EXERCISE PROMPT>
Would you write out all of the data exactly as it appears below?

[Saved entries]
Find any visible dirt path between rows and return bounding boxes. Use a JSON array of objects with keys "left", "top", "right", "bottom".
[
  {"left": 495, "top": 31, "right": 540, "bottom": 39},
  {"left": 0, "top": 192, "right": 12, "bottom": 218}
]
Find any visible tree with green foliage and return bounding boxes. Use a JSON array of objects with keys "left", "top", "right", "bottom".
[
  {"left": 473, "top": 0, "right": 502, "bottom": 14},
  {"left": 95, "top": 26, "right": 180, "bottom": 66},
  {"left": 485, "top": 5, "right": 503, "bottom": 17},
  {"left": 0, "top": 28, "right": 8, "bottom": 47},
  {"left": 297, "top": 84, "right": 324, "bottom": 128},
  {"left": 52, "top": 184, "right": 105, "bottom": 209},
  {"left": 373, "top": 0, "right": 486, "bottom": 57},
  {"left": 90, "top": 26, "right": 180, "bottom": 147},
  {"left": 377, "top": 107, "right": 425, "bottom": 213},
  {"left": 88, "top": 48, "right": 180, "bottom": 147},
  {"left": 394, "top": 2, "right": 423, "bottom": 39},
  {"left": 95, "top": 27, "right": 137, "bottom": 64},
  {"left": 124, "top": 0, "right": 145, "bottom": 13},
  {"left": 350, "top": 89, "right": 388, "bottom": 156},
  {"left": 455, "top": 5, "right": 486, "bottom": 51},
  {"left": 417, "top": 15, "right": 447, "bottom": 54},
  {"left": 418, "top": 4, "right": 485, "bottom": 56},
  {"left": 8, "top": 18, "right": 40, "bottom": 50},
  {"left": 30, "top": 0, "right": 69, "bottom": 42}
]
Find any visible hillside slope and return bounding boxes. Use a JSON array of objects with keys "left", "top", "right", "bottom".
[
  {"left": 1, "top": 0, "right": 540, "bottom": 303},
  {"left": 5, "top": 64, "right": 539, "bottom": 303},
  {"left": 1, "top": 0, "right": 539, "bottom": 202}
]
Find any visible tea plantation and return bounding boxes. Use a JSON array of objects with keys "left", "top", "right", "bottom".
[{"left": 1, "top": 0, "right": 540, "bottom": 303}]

WRITTEN ANSWER>
Find any visible dirt path between rows and return bounding boxes. Use a JSON array of objects with keys "left", "top", "right", "bottom".
[
  {"left": 495, "top": 31, "right": 540, "bottom": 39},
  {"left": 0, "top": 192, "right": 12, "bottom": 218}
]
Find any visible tree with green foliage and return bounding boxes. Use a JSON array of objects with keys "left", "top", "right", "bottom".
[
  {"left": 473, "top": 0, "right": 502, "bottom": 14},
  {"left": 95, "top": 26, "right": 180, "bottom": 66},
  {"left": 485, "top": 5, "right": 503, "bottom": 17},
  {"left": 0, "top": 28, "right": 8, "bottom": 47},
  {"left": 297, "top": 84, "right": 324, "bottom": 128},
  {"left": 52, "top": 184, "right": 105, "bottom": 209},
  {"left": 373, "top": 0, "right": 486, "bottom": 57},
  {"left": 90, "top": 26, "right": 180, "bottom": 147},
  {"left": 377, "top": 107, "right": 425, "bottom": 213},
  {"left": 88, "top": 48, "right": 180, "bottom": 147},
  {"left": 394, "top": 2, "right": 423, "bottom": 39},
  {"left": 95, "top": 27, "right": 137, "bottom": 64},
  {"left": 124, "top": 0, "right": 145, "bottom": 13},
  {"left": 350, "top": 89, "right": 388, "bottom": 156},
  {"left": 455, "top": 5, "right": 486, "bottom": 51},
  {"left": 417, "top": 15, "right": 447, "bottom": 54},
  {"left": 418, "top": 4, "right": 485, "bottom": 56},
  {"left": 8, "top": 18, "right": 40, "bottom": 50},
  {"left": 30, "top": 0, "right": 69, "bottom": 42}
]
Find any visible hillside slope and return bounding boxes. Use a JSON array of objects with keys "left", "top", "right", "bottom".
[
  {"left": 1, "top": 0, "right": 540, "bottom": 303},
  {"left": 5, "top": 64, "right": 539, "bottom": 303},
  {"left": 1, "top": 0, "right": 539, "bottom": 202}
]
Find any visible tea plantation and return bounding boxes. Use a JSON array of objects with keys "left", "top", "right", "bottom".
[{"left": 1, "top": 0, "right": 540, "bottom": 303}]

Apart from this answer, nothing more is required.